Ringing in the Year of the Rabbit

Our columnist learns about Chinese New Year, massages and the man who changed the community

Do you pick up the phone when your mother is calling and you’re face down at a massage parlour in Chinatown?

It’s a Saturday afternoon and I’m waiting for David Chen, the Clint Eastwood of Dundas Street who became a local hero after catching a shoplifter and hogtying him in his van behind his Lucky Moose Grocery Store.

Chen is a nice guy; a father of two. We’ve met a few times and I’ve even become fond of Nina, his shockingly cute wife who, from what I can gather, spends most of her days shucking peas in the small Lucky Moose kitchen.

Chen is a man who works hard so when I show up for our guided tour across Chinatown he’s as present as a Jewish deli on Spadina Avenue. So I pass the time by giving myself a little tour that begins at the Oriental Health Beauty Centre and find myself topless and face down in a white-walled room getting worked over by a woman in black boots and dark blue jeans.

“What does the Chinese New Year mean to you?” I ask her, in between grunts and groans as she works me over with her elbows, fists and wok-hard hands.

“It’s a chance to start over,” she says,as my telephone begins its guilt-inducing ring and I peer over to see the familiar phone number of Mom.

********************

▶ [Parts of the exercise]
A. Reproduce the Chinatown column from "Our columnist learns" up to and including "Lucky Moose kitchen.", substituting "Sunday morning" for "Saturday afternoon".
B. Resume the Chinatown column immediately after its final sentence.

Point-based annotation data
********************

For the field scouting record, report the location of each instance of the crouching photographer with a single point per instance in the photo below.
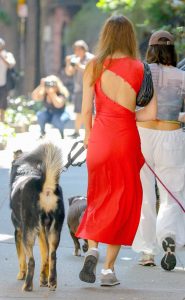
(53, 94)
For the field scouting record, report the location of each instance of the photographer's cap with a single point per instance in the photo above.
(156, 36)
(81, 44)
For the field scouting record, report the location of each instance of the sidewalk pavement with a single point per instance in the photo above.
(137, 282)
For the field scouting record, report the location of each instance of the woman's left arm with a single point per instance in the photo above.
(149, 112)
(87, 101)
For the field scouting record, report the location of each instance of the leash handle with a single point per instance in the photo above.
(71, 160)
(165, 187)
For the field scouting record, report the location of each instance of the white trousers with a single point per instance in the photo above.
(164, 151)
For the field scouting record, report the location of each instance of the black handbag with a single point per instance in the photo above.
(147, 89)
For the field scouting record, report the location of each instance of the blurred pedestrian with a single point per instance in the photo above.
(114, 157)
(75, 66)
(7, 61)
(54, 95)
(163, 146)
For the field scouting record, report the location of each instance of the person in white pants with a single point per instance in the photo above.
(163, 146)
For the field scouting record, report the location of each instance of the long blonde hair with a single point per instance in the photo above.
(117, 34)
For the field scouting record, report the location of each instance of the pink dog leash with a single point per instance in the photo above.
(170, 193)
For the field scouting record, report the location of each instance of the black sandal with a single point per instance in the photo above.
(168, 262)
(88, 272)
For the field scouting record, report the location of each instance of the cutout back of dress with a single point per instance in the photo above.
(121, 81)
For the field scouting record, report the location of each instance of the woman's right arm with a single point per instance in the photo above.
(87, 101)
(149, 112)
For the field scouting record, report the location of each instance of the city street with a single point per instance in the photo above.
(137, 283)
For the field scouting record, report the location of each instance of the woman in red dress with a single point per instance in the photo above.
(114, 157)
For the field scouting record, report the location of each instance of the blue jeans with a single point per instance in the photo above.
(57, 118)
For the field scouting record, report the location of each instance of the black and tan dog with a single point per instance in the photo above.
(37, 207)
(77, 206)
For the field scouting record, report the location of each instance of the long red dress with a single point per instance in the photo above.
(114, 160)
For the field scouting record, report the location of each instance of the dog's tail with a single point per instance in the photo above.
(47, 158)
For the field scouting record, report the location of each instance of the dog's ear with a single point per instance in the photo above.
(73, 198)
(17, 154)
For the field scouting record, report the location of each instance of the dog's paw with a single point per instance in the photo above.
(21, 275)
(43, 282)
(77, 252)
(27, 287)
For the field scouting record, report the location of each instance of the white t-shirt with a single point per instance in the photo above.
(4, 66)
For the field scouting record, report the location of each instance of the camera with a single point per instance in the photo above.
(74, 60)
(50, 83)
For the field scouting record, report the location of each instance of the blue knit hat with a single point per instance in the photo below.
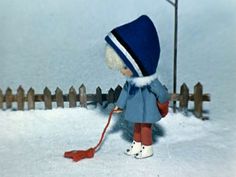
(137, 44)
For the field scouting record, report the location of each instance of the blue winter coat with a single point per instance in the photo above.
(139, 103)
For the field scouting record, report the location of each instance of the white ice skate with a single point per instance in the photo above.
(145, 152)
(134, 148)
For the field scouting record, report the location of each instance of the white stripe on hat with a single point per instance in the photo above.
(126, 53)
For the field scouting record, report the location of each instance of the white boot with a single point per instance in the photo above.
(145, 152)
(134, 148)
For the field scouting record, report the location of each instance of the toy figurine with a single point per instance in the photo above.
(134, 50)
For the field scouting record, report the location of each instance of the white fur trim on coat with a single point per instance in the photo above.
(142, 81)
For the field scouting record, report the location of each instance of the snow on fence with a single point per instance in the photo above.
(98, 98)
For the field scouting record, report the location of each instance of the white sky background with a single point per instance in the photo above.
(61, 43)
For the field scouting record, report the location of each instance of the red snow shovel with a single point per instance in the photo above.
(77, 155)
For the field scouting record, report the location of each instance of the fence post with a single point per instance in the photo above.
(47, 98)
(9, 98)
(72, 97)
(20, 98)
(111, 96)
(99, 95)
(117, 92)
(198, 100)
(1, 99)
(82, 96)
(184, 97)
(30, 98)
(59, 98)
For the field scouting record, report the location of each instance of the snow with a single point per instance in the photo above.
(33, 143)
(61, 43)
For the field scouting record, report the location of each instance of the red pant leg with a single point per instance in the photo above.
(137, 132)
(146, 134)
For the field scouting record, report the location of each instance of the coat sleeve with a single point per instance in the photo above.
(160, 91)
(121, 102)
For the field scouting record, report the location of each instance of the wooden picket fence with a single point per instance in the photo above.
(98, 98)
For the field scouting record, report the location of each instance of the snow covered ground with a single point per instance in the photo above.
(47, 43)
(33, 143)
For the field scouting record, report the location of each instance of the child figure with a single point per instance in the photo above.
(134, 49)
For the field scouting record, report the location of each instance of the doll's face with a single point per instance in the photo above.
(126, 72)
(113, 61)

********************

▶ [Task-by-task answers]
A.
Our columnist learns about Chinese New Year, massages and the man who changed the community

Do you pick up the phone when your mother is calling and you’re face down at a massage parlour in Chinatown?

It’s a Sunday morning and I’m waiting for David Chen, the Clint Eastwood of Dundas Street who became a local hero after catching a shoplifter and hogtying him in his van behind his Lucky Moose Grocery Store.

Chen is a nice guy; a father of two. We’ve met a few times and I’ve even become fond of Nina, his shockingly cute wife who, from what I can gather, spends most of her days shucking peas in the small Lucky Moose kitchen.

B.
The massage only takes 10 minutes and it hurts more than it helps, but the answer to my opening question is simple: whenever you find yourself at a massage parlour, let your voice mail handle your mother’s phone call.

The Chinese New Year begins on Feb. 3 and this year it leaps from the Year of the Tiger to the Year of the Rabbit. There are 12 animals in the Chinese celestial cycle. When I do find David Chen, after my massage when I’m feeling like jelly, he tells me the Year of the Rabbit will bring positive change.

“It’s a good thing, a proud time; the rabbit is a symbol of wisdom and strength,” says Chen, a hero to Chinatown’s local merchants who say they’re sick of being robbed by folks like Anthony Bennett, the thief Chen captured who has 43 convictions for theft.

Chen, who was acquitted of his charges in October, turned a gangland hot spot into a bustling grocery, and says he’s pleased to be turning the page on last year.

“We didn’t even fight him, we waited for the police,” Chen says, before passing me off to his tenant, a 68-year-old man named Son Myung Soo. “Everyone hopes that the new year is better,” Chen adds, “but you don’t know what tomorrow will bring.”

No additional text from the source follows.